### Goal
Count the lines in the data below that contain the string "person", treating uppercase and lowercase as different. Reply with that number alone.

## begin Record set

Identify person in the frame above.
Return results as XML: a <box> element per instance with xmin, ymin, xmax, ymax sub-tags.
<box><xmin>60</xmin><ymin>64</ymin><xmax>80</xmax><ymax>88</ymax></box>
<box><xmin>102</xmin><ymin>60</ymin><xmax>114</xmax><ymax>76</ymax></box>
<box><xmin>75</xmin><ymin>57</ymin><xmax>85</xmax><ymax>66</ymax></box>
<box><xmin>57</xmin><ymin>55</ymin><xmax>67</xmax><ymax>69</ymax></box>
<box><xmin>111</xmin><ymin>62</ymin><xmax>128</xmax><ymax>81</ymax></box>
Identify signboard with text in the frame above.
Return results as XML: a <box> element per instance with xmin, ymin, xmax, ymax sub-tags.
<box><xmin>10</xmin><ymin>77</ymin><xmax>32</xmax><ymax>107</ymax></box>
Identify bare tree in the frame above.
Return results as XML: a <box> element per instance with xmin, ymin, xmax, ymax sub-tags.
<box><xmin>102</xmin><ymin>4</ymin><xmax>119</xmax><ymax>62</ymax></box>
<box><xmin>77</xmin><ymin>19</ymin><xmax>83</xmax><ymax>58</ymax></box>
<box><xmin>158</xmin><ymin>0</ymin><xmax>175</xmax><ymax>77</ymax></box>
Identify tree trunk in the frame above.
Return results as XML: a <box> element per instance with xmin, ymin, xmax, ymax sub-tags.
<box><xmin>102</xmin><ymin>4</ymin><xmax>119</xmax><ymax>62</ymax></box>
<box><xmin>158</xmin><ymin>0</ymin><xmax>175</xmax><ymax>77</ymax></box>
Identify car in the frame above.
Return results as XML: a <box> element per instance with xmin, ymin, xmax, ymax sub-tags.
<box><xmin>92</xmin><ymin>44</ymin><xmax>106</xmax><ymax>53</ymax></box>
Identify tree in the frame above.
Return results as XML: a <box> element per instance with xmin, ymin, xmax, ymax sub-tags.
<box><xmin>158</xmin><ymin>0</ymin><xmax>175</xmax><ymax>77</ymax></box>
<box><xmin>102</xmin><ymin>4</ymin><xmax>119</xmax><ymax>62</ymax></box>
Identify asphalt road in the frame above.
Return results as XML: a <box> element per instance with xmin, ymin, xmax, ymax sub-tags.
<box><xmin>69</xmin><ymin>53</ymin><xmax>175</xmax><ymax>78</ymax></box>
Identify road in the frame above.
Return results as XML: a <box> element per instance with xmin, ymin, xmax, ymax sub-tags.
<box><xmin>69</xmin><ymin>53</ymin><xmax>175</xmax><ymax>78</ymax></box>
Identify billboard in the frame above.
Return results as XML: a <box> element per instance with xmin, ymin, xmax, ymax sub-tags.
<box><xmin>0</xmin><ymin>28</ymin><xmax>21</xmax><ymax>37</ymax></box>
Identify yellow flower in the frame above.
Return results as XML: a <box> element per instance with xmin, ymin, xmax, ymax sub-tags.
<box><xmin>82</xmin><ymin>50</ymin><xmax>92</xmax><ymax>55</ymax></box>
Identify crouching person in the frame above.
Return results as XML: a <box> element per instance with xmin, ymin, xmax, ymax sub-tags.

## end Record set

### Result of the exercise
2